[Aim 1] In the road's prayer below, why does the road say it forgives the men who carved it into a monster? Answer in one to three sentences.
[Aim 2] According to the road's prayer below, what name has the road given itself to mark its repentance?
··· Document section
Punocracy

… where sa-tyres never go flat

Lamentations of an Egbere

The road’s prayer: A Nigerian road’s supplicative commentary on the Paternoster

The road’s prayer: A Nigerian road’s supplicative commentary on the Paternoster

Our Father who art in heaven, hallowed be thy name.

You deserve all the glory, honour and adoration. You made the earth and all that there is. You made the poor man and the insanely corrupt rich politician who impoverishes and sends him to early grave with an emaciated body that is a delight to undertakers.

You made my counterpart in heaven with the finest gold and left me at the mercy of Nigerian politicians. Ah, Nigerian politicians! Not even Beninese politicians or Somali tribal warlords? Since you’re unquestionable, respect to thy holy name! Tuale!

Thy kingdom come, thy will be done on earth as it is done in heaven.

Like St. Paul, Maranatha, a cry for your return doubles as my daily mantra and supplication. I was foolish to trust in the leadership of Nigerian politicians – People’s Destruction Party (PDP), Anti People Congress (APC) or even the sexy sounding Fresh Yo! Party – to upgrade me despite their many promises to the citizenry. I have long realised my sin and repent of it and place my trust solely on you.

To mark my repentance, I have rechristened myself “Godswill”. I earnestly crave your will takes place in my life. I don’t want to take the golden form of the road in heaven. I don’t deserve it. I don’t want to be guilty of the capital sin, avarice – despite the fact that I am Nigerian and corruption is said to be my second-nature. Neither do I want to be close to the decent roads of Benin and Togo. That will be asking too much. I just want to be able to come close to the alluring roads of Douala and Garoua. Nonetheless, may your will be done in my life.

Give us this day our daily bread.

Without the regular patch-patch, I am condemned to take a nondescript form. I am bound to lose the companionship of Nigerian vehicles, especially the expensive ones acquired with ill-gotten wealth by Nigerian politicians who would rather disturb our ears with the rock music of their ‘helos’ than manage the roads they have failed, refused, neglected or omitted to list for repairs.

Please, impress it upon FERMA and its state counterparts to continue giving me the agege bread of their patch-patch. Half bread, they say, is better than none.

Forgive us our trespasses, as we forgive those who trespass against us.

I need your forgiveness for the many potholes that I have allowed to demark me. I seek thy forgiveness for the many lives cut short plying me. I am mute and powerless to either begrudge or deal with the men that carved me into the dreaded monster that I am. Therefore, I am left with no option than to forgive them their trespasses. But it doesn’t mean I won’t burst forth in joy when they perish plying me – “For when the wicked perish, the city rejoices!” Who am I not to rejoice? 

Lead us not into temptation, but deliver us from all evil.

Like humans, I have conscience too. I am not bereft of sentiments and emotions. I am sometimes tempted to annihilate Nigerians for the manner they have been treating me.
······
··· Dataset excerpt
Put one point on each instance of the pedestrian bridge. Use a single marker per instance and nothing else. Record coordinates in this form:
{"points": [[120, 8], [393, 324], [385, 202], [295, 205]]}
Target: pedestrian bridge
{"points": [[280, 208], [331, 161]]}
······
[Full output 1] The road says it is mute and powerless either to begrudge those men or to deal with them. It is therefore left with no option but to forgive them.

[Full output 2] "Godswill"